[Materials provided — start]
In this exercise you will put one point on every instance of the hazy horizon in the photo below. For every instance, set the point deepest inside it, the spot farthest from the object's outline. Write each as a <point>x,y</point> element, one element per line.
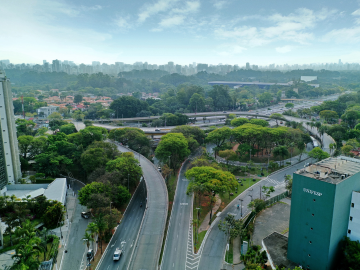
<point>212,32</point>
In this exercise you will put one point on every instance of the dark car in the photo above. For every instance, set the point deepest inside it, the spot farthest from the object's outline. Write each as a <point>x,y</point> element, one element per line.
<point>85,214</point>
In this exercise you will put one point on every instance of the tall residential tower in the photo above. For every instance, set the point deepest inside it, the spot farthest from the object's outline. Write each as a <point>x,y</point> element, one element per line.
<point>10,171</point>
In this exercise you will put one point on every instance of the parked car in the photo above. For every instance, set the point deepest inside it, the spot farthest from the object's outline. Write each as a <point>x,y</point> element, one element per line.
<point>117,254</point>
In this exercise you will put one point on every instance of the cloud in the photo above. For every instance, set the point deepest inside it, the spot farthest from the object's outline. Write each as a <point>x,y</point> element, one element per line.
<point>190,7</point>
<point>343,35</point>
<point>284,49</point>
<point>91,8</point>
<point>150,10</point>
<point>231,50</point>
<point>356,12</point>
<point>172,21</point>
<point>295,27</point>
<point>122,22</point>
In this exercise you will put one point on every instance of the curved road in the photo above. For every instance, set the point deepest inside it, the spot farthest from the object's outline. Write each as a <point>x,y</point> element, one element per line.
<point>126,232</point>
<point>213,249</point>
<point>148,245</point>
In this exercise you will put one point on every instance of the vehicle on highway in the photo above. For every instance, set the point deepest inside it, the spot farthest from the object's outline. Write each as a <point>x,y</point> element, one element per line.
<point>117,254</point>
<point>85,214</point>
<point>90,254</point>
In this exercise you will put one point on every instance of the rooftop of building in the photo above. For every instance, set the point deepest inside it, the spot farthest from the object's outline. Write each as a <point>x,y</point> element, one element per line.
[Materials provided — finish]
**What is being asked**
Output all of the entries verbatim, leaving out any images.

**Task response**
In this exercise you will put one point on every instance of the hazy horizon in the photo below. For every instance, set the point deepest inside it, the spot farthest from the object's outline. Write each as a <point>x,y</point> element, one element per line.
<point>212,32</point>
In this exercise you will put one point on every instance of the dark car in the photo above. For every instance, set the point deepest inside it, the spot farthest from the object's outline. Write each as a <point>x,y</point> element, one element per line.
<point>85,214</point>
In this exercise you will put one point on every instance of the tall residential tower in the photo above. For every instance, set the point deepest inside it, the spot farthest from the object's outline. Write each as a <point>x,y</point> element, one element per line.
<point>10,171</point>
In this exercise you will put one point on every instance of the parked car in the photo above. For every instance, set the point deepest inside it, the spot farthest from the object's outline. Write each as a <point>x,y</point> element, one element per line.
<point>117,254</point>
In this exercise you will put one point on every instance of the cloud in the photo above. For every instance, set the point deepest inside it, the spot farthest from the object's outline. Write each as a <point>x,y</point> element, one element per line.
<point>190,7</point>
<point>343,35</point>
<point>284,49</point>
<point>91,8</point>
<point>150,10</point>
<point>231,50</point>
<point>356,12</point>
<point>172,21</point>
<point>295,27</point>
<point>122,22</point>
In this exercise you will put one point on every instance of the curved road in the photo above. For every instance, set the point deepest inside it, the spot farthest from the object's outline. Write each as a <point>x,y</point> element, one element per line.
<point>126,232</point>
<point>213,249</point>
<point>148,245</point>
In this exercise you will put one point on every instance of the vehicle on highway in the photo above. For every instance, set the point deepest inside it, the spot farthest from the object's outline. Write each as a <point>x,y</point> element, one element per line.
<point>117,254</point>
<point>85,214</point>
<point>90,254</point>
In this exercise you will put one point on every instance of the rooftop of building in the photo above. For every instance, set the point deepest inside it, the spot farthest from the object's outline. Write each as a <point>x,y</point> element, one element per line.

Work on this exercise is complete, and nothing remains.